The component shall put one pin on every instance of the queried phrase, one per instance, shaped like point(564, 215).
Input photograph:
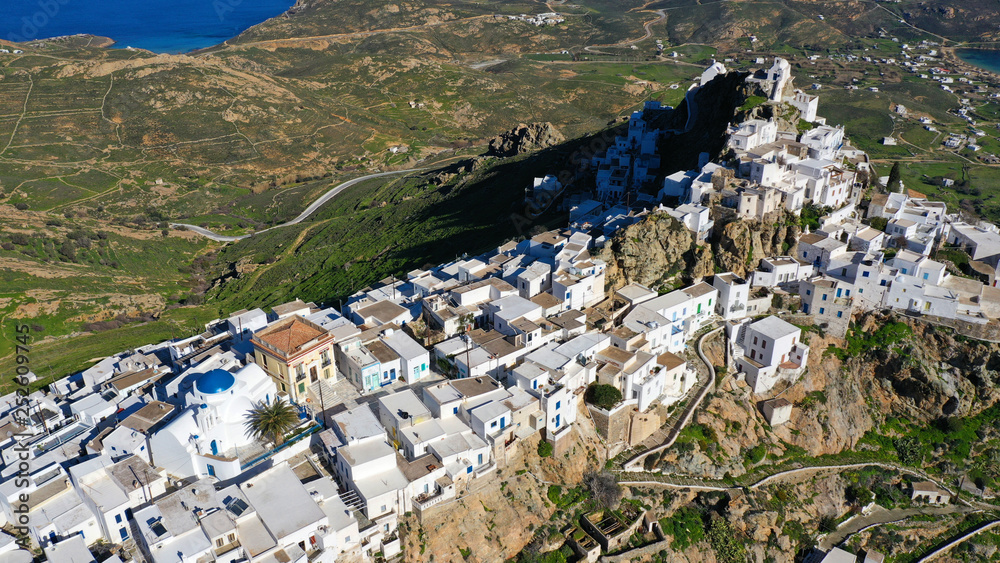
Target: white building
point(781, 271)
point(734, 292)
point(202, 439)
point(771, 350)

^^^^^^^^^^^^^^^^

▸ Work instruction
The material above is to be transcribed exactly, with its images omitted.

▸ Written response
The component shall put one pin on every instance of the queried phrase, one per instance, shaped like point(564, 215).
Input photograph:
Target: white building
point(781, 271)
point(734, 292)
point(202, 439)
point(771, 350)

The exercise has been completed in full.